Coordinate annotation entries
** Begin **

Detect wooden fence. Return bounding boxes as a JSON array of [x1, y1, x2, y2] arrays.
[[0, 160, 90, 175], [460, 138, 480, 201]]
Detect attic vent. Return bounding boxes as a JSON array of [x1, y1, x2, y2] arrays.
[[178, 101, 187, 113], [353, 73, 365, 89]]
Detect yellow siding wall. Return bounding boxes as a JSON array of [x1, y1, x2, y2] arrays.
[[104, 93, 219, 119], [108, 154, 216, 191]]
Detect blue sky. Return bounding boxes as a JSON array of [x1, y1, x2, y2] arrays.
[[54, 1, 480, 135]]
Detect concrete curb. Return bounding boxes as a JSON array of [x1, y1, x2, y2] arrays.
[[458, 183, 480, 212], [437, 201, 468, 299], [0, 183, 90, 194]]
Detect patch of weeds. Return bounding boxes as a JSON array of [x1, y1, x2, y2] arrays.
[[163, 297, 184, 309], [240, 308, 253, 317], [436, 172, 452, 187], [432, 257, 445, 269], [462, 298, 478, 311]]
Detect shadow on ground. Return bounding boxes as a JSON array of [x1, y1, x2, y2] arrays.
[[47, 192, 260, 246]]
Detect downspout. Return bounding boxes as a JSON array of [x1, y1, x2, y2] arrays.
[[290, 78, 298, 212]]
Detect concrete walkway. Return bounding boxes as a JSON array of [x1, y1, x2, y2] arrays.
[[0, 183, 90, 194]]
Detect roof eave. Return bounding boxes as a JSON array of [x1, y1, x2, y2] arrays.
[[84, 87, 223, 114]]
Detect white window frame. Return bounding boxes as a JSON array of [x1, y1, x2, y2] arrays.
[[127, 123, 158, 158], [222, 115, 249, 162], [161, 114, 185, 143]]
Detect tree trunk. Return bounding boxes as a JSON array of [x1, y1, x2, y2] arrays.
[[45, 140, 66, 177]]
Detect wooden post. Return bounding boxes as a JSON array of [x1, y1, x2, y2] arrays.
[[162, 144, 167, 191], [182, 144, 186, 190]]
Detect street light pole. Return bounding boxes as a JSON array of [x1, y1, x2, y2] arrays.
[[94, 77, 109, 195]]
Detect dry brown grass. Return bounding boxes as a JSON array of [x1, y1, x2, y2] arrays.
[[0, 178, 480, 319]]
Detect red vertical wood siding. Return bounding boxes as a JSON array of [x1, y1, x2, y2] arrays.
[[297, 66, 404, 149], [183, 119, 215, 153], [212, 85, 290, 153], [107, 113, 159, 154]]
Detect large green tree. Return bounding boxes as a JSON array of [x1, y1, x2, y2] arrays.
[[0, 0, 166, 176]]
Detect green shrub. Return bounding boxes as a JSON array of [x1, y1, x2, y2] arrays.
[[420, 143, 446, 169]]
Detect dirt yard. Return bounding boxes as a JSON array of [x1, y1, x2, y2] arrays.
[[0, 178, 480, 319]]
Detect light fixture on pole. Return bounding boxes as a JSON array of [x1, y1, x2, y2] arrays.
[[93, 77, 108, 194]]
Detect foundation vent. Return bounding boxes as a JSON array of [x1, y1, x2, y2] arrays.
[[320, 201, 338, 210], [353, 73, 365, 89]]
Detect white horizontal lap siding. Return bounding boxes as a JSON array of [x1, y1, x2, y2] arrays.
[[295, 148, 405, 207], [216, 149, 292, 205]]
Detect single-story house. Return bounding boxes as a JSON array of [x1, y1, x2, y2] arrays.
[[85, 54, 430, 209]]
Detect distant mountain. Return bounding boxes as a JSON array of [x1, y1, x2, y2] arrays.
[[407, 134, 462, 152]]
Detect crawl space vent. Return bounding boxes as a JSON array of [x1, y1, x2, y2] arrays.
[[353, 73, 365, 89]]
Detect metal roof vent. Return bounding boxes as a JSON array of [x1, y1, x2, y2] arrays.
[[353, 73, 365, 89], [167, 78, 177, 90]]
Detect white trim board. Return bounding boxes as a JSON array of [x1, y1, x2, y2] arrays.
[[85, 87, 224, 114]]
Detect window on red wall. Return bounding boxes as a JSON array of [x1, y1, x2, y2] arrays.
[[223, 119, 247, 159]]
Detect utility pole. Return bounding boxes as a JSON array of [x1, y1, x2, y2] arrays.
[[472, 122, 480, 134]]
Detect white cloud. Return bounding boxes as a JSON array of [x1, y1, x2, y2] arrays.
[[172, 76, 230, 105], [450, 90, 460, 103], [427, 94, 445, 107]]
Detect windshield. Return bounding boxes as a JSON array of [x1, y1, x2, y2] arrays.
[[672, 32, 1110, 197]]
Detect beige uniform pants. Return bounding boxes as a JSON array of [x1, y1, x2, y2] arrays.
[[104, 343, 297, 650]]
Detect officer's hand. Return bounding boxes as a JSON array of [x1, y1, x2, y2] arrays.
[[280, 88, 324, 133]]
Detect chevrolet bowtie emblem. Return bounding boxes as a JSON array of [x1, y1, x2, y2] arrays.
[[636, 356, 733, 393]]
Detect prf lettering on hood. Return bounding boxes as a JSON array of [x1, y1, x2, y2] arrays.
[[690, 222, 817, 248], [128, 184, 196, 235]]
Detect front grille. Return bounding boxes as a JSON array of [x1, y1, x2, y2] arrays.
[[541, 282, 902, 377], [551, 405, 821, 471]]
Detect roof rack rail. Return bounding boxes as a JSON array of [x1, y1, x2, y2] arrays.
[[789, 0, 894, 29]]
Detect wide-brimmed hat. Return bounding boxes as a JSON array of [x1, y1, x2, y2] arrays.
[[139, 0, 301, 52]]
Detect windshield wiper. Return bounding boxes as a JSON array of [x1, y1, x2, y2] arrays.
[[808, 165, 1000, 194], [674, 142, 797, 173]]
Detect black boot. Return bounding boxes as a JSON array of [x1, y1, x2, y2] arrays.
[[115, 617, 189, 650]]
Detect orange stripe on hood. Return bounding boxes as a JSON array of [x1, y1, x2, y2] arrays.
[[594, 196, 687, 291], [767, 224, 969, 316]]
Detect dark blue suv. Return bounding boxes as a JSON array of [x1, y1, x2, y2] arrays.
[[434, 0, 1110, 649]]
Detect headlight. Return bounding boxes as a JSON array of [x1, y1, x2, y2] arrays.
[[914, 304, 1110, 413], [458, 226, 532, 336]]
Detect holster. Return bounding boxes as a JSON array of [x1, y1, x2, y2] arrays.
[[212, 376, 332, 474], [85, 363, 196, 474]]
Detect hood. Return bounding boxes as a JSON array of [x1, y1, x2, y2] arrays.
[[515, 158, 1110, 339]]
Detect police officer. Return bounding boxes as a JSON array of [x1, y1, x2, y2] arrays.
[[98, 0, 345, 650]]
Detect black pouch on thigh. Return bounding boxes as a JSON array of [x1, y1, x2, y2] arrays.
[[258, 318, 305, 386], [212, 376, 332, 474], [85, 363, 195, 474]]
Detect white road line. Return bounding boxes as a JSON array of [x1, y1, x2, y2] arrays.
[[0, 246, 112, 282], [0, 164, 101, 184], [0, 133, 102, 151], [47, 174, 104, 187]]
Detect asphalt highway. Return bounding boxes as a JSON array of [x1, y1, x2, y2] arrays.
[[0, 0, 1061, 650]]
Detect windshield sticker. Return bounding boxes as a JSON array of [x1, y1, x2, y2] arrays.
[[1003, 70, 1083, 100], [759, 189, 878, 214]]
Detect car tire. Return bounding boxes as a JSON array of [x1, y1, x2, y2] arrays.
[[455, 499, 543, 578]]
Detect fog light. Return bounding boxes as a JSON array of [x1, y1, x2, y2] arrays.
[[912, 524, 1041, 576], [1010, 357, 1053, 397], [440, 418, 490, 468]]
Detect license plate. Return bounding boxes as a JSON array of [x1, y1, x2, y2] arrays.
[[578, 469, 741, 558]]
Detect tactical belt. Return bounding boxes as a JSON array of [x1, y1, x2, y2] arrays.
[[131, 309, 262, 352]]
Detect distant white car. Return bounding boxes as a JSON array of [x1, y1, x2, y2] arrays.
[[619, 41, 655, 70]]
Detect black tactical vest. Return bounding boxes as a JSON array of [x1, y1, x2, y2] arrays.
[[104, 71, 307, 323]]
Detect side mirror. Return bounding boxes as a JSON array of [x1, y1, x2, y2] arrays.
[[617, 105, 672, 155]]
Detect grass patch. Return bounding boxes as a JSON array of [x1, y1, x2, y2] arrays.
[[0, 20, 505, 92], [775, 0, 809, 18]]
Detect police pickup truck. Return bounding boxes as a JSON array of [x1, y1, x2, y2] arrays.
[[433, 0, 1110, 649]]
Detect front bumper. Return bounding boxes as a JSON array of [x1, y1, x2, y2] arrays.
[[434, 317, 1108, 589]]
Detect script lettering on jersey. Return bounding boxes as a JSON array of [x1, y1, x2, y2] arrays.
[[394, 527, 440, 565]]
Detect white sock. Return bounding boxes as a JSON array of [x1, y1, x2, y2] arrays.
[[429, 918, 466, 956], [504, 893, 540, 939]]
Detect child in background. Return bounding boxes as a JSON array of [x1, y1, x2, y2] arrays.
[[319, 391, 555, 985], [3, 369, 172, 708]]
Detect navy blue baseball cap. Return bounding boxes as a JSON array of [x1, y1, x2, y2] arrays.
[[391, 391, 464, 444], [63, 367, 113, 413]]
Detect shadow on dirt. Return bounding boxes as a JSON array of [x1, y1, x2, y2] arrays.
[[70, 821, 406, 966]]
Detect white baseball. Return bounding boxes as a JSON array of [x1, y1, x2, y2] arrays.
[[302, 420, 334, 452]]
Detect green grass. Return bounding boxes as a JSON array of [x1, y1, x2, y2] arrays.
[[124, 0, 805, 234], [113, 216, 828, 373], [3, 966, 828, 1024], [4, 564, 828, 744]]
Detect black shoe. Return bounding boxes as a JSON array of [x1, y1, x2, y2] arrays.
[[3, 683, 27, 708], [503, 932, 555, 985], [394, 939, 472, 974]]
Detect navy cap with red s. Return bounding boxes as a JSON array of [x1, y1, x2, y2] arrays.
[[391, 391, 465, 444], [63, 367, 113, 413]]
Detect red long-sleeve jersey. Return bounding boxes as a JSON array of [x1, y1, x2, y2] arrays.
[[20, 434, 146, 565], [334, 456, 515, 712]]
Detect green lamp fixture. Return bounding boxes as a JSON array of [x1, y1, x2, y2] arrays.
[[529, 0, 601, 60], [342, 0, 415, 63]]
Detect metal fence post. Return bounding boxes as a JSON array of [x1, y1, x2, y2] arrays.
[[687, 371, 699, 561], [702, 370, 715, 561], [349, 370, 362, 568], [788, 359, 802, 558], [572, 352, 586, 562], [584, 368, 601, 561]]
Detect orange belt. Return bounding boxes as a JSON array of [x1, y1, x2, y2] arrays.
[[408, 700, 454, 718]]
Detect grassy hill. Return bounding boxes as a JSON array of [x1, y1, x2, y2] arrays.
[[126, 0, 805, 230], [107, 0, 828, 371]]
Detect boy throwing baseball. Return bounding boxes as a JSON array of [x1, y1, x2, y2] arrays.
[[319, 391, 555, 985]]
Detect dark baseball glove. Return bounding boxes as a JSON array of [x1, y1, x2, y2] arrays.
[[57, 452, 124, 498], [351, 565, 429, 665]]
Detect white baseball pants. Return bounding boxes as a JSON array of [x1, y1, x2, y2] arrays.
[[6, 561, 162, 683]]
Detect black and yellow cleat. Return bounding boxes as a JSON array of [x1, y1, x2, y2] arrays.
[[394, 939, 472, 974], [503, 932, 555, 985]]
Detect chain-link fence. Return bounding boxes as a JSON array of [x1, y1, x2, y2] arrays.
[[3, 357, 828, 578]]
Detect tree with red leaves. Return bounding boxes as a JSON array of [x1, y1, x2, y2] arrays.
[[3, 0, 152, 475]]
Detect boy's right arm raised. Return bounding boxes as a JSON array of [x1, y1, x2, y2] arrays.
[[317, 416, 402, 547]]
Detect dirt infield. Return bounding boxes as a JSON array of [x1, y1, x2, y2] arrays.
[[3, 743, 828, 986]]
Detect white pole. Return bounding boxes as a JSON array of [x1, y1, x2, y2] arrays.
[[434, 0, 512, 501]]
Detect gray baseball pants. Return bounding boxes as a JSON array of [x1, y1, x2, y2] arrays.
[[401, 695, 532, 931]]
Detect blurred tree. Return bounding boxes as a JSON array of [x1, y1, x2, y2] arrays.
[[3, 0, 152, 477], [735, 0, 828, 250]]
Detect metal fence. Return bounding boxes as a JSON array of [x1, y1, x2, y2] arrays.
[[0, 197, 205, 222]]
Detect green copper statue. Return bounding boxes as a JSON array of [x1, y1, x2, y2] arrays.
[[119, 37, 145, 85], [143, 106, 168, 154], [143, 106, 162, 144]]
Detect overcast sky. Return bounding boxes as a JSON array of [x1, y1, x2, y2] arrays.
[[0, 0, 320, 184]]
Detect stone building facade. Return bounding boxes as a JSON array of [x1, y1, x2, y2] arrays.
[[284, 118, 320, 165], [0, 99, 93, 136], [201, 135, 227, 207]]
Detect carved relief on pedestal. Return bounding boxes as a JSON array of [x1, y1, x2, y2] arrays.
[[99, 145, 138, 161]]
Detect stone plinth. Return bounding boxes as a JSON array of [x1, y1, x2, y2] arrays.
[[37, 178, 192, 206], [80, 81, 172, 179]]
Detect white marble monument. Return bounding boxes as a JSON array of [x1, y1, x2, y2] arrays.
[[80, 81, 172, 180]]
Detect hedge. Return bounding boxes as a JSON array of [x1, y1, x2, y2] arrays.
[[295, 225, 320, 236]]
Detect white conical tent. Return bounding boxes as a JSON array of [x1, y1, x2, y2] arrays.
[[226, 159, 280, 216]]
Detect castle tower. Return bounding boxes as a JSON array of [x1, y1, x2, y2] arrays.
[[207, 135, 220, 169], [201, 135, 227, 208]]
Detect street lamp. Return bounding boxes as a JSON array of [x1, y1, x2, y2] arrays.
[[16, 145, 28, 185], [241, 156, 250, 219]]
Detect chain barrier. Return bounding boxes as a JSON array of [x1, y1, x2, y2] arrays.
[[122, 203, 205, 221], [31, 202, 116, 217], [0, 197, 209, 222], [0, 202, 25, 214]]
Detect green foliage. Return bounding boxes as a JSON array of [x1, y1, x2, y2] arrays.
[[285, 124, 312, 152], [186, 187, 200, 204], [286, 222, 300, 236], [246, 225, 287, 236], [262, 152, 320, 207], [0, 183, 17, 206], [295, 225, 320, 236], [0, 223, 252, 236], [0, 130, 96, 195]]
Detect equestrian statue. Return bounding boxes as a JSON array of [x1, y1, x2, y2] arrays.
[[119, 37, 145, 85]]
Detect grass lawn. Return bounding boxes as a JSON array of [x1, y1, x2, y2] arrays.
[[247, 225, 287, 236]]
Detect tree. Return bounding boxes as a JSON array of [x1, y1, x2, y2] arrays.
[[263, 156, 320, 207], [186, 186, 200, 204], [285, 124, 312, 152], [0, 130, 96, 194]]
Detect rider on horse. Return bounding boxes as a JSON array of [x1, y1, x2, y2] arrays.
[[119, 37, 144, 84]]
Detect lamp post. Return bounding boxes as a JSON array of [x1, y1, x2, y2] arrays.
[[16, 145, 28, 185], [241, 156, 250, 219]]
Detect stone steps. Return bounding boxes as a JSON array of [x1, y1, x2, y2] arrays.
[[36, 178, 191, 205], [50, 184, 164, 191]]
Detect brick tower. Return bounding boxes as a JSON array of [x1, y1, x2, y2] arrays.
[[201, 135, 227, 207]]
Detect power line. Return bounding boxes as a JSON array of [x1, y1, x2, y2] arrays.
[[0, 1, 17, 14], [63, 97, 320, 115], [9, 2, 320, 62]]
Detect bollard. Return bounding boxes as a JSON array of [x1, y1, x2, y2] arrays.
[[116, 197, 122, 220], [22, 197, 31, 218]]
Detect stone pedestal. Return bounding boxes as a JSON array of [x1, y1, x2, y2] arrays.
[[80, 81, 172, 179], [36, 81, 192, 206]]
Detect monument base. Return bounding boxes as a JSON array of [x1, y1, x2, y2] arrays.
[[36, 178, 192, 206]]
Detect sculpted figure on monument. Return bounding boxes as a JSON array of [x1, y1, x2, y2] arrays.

** End **

AIM - Rewrite every line in the stretch from the start of the records through the line containing "299], [0, 183, 90, 194]]", increasing each bounding-box coordinate in the answers by 55 and leaving all other text as it is.

ANSWER TO THE EXERCISE -
Detect wooden fence. Return bounding boxes as a JSON array of [x1, y1, x2, y2] arrays.
[[55, 215, 145, 230], [515, 193, 535, 256]]
Detect attic vent. Return bounding boxes as a JSON array of [x1, y1, x2, y2] arrays.
[[233, 156, 242, 168], [408, 128, 420, 144]]
Detect yellow siding wall. Return bounding boxes as a JSON array of [x1, y1, x2, y2] arrays.
[[159, 148, 274, 174], [163, 209, 271, 246]]
Detect blue sky. Return bounding boxes as a JSON array of [x1, y1, x2, y2] arrays.
[[109, 56, 535, 190]]
Detect concrete curb. Return bounding boxes as a JSON array of [x1, y1, x2, y2] arrays.
[[513, 238, 535, 267], [492, 256, 523, 354], [55, 238, 145, 249]]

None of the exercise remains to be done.